● TEXT:
• • • • •

# Is it possible to change the PSU in my chassi?



## m4xx0r (Jan 6, 2009)

Hey there. I have been batteling with a problem with my computer for a week or so, and after some helpful pointers in this thread:
http://www.techsupportforum.com/f10/windows-installation-crashes-332282.html ,
i think it might be my PSU that is too weak for my system. Anyway, as i wrote in that thread i have got an Arctic Cooling Silentium T1 chassi. It came with a build in Seasonic PSU @ 350W and has a very special Layout:

http://data.fuskbugg.se/skalman01/-----chassi.jpg

As you can see the PSU is located in the front of the chassi with a muffler for the HDD that's connected to it. So now i'm thinking i have to change the PSU. But how do i go about doing that in this chassi? Is it even possible or do i have to buy a whole new chassi aswell? I was told i should post a thread in this forum instead, and i'm sure you guys can help me with this. So my question is:

Can i change the PSU in this chassi to a new one without any difficulties or do i have to buy a new one? 

All help is greatly appriciated! Thanks!
/Max


----------



## Old Rich (May 31, 2007)

Hard to tell from the photo . . can you post the model number for the Seasonic?


----------



## dai (Jul 2, 2004)

it looks like a standard atx 
a corsair 550w should slot straight in and be sufficient for what you have
if you plan further upgrades go for higher wattage now to avoid paying out again


----------



## m4xx0r (Jan 6, 2009)

simpswr said:


> Hard to tell from the photo . . can you post the model number for the Seasonic?


It's Seasonic SS-350ATC Active PFC

Hai:

Okay thanks. But since this in the only computer i've built i don't know much about other chassis. And since the PSU is pretty far away from the back panel, the current PSU has a quite long "cord" as extension so that the connector for the power cord reaches all the way to the back panel(horrible explanation, sorry. I'll draw a picture to try and explain it instead ) 

http://data.fuskbugg.se/skalman01/Chassi2.jpg

I hope you understand. Anyway, i wonder if other PSU's have the same, long cord or if this will create a problem. 

Thanks


----------



## Old Rich (May 31, 2007)

Here are more photos of the PSU . . the power cord extension may be hard to duplicate.

http://www.badcaps.net/forum/showthread.php?t=1206


----------



## dai (Jul 2, 2004)

it would be easier just to change cases you can usually pick one up secondhand cheap


----------

• • • • •

● INFORMATION SHOWN:
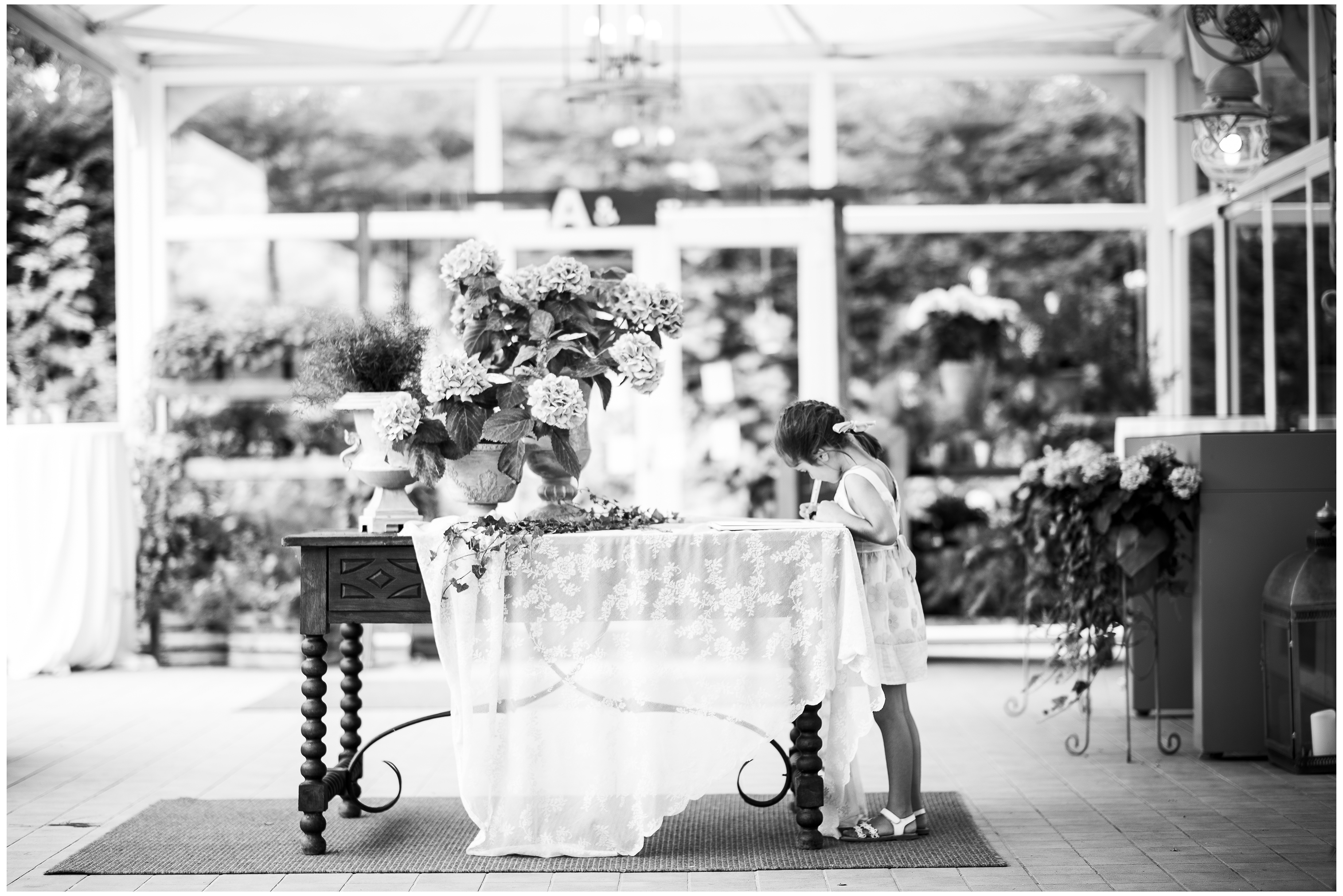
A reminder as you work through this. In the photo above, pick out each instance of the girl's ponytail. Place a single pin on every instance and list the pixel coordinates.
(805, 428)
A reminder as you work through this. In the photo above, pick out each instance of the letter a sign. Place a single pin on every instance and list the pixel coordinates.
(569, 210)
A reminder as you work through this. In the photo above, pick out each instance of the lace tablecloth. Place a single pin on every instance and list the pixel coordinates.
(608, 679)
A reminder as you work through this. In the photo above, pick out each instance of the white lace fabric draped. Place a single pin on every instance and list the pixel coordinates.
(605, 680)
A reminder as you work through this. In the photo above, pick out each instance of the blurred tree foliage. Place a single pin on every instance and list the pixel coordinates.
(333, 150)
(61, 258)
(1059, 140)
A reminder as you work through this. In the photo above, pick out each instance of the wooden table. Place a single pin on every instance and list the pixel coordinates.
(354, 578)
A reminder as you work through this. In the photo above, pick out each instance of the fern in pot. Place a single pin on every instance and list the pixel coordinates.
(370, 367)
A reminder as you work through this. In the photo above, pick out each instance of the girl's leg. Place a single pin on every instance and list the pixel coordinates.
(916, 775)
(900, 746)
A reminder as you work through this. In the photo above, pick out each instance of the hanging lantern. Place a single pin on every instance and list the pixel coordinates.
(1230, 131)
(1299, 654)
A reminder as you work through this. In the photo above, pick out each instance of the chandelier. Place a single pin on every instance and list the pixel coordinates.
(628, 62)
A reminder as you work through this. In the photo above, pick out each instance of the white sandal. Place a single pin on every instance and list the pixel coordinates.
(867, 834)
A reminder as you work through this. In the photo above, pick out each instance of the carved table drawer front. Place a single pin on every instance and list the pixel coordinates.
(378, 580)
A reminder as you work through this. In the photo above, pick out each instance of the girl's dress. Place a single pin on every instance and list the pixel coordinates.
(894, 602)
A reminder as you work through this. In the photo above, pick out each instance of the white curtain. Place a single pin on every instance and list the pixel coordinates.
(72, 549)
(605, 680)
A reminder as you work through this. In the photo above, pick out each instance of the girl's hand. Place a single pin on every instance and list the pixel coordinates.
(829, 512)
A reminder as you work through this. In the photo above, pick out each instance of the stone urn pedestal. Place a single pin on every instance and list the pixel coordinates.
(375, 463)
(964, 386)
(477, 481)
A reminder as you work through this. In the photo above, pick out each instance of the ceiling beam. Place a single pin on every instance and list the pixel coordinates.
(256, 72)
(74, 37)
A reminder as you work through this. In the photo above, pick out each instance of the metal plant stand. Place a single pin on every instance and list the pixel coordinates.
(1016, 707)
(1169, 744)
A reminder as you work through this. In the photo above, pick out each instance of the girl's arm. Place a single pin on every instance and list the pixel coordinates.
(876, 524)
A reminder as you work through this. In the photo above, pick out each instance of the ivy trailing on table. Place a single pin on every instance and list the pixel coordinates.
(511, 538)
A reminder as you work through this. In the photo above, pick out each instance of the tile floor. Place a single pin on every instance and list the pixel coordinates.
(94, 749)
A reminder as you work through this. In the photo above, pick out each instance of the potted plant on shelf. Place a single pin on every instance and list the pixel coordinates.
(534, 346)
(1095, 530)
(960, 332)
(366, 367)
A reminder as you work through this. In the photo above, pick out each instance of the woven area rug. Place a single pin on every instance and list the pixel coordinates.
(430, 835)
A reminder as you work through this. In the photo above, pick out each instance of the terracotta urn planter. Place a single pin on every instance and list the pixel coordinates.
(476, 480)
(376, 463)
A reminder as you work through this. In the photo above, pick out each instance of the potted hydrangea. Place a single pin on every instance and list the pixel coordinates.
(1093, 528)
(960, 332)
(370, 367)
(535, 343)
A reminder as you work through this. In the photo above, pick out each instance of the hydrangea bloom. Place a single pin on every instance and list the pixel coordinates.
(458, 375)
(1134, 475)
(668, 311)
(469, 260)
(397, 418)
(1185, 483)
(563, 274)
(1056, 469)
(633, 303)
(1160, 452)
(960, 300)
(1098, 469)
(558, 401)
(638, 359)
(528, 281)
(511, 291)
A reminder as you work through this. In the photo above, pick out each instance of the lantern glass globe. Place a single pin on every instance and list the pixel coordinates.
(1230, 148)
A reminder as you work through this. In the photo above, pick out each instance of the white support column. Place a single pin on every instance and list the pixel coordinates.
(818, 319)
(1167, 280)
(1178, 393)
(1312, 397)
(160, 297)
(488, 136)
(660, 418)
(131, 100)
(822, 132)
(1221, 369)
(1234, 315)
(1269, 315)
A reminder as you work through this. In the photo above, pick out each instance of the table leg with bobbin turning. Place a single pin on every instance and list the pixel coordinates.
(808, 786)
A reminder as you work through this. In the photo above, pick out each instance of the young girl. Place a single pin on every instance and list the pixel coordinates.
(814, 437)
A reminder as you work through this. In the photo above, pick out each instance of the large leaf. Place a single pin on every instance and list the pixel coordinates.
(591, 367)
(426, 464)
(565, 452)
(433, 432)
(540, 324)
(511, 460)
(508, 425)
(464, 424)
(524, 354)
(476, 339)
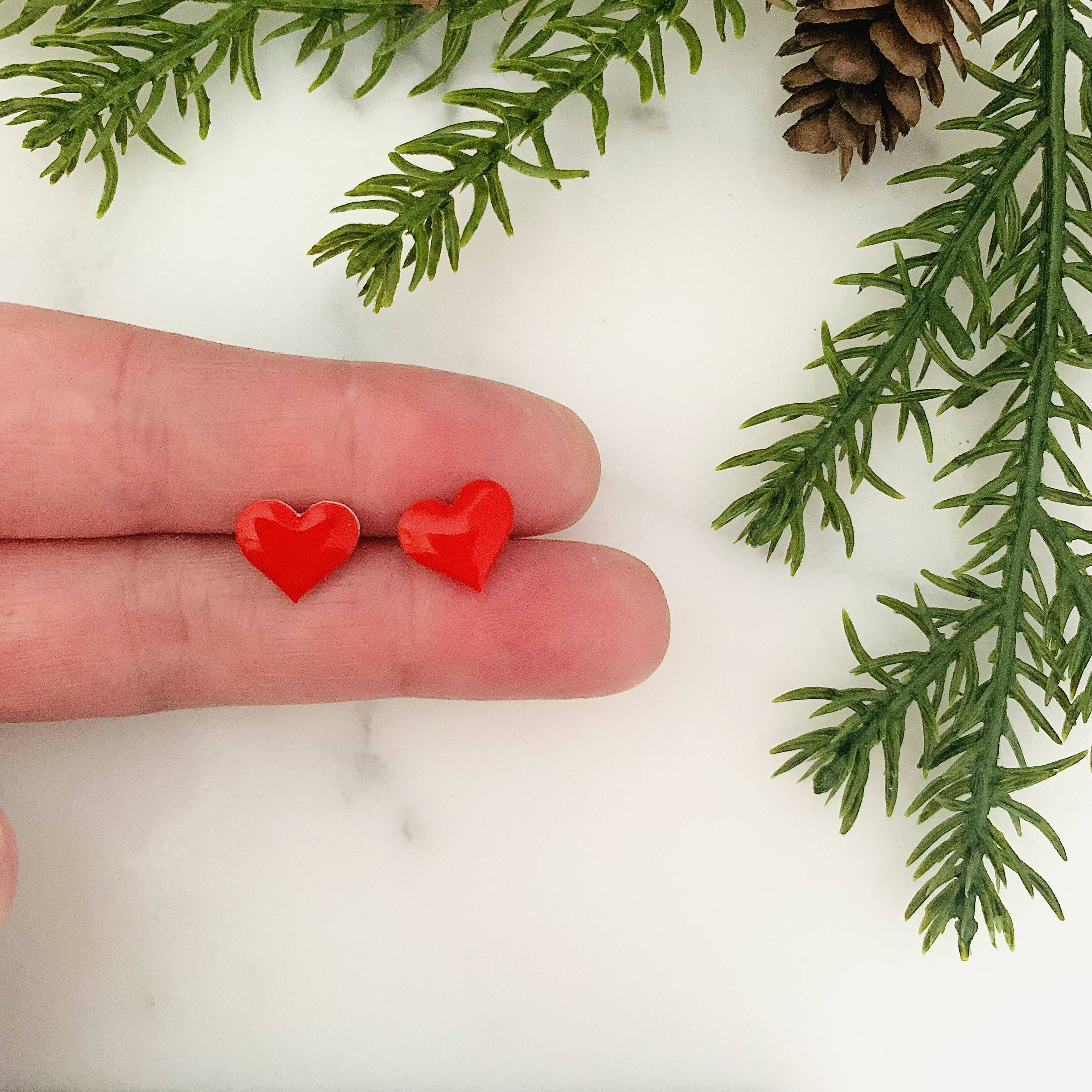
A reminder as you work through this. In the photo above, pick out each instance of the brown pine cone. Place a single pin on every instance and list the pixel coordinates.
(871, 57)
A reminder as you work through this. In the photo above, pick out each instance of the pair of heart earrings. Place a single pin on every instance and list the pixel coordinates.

• • • • •

In the forum thread about replacing the power supply, what model does the original poster give for the Seasonic unit?

● ANSWER FOR THIS EXERCISE: Seasonic SS-350ATC Active PFC